[Image location labeling entries]
_____

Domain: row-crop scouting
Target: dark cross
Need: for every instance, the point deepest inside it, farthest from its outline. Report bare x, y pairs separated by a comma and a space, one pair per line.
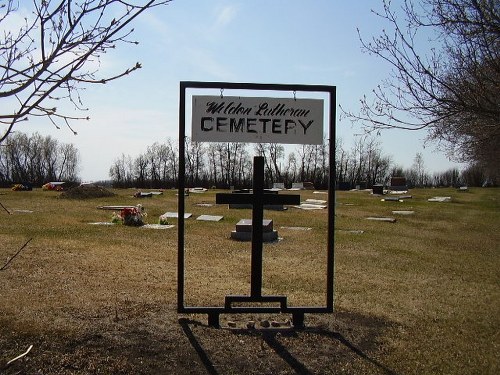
258, 198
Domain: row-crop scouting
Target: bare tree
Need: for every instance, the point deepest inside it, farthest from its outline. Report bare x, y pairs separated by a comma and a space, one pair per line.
445, 59
55, 52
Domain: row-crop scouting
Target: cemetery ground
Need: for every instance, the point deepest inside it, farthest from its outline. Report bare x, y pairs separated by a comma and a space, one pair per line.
417, 296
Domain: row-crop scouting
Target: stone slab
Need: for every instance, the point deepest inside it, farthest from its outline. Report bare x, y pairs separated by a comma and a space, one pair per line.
247, 236
440, 199
296, 228
316, 201
245, 225
210, 218
403, 212
175, 215
309, 206
386, 219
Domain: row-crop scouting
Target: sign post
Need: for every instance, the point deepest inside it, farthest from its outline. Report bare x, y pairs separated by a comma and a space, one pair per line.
258, 120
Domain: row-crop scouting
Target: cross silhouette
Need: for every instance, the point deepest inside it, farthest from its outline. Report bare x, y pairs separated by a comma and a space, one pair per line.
258, 198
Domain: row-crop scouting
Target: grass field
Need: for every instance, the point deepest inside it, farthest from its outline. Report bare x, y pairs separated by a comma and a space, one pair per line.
418, 296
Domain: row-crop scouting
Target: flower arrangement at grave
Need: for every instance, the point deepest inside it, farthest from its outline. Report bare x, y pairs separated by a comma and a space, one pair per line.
131, 216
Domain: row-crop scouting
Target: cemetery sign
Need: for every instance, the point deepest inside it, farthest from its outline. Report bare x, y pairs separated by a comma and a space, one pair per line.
257, 119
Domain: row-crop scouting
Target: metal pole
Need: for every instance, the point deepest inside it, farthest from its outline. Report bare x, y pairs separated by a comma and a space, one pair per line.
257, 217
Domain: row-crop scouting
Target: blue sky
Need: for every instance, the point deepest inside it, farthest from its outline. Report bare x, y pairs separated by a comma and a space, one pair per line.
262, 41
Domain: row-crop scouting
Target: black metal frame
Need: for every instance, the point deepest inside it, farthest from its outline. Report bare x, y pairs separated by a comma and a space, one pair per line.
255, 297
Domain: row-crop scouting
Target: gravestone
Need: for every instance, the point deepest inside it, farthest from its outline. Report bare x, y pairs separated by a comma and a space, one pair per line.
398, 184
279, 185
378, 189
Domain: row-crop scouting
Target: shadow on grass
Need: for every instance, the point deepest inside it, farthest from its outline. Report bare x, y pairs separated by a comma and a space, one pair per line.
293, 342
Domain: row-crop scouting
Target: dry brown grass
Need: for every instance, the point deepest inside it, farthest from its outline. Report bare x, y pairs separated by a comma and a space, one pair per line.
419, 296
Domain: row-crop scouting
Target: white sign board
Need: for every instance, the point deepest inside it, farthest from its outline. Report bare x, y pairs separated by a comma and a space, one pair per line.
257, 120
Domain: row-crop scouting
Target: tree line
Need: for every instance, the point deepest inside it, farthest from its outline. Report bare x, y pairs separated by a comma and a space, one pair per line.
222, 165
36, 160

_____

=== Exercise ===
Gather every line above that contains the word "grass", and copy each one in the order it appears.

=== Final result ===
Target: grass field
Target: shadow on grass
Target: dry brown grass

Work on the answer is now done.